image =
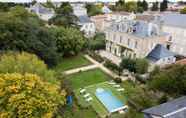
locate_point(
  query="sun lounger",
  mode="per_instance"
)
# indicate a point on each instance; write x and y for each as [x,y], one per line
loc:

### What you have to do
Copy the records above line for line, leaving out the pictures.

### Exercise output
image =
locate_point(
  query="sun lounger",
  mode="per_instance"
)
# indicate a point on each instance; write x and y for each as [x,y], one per line
loc:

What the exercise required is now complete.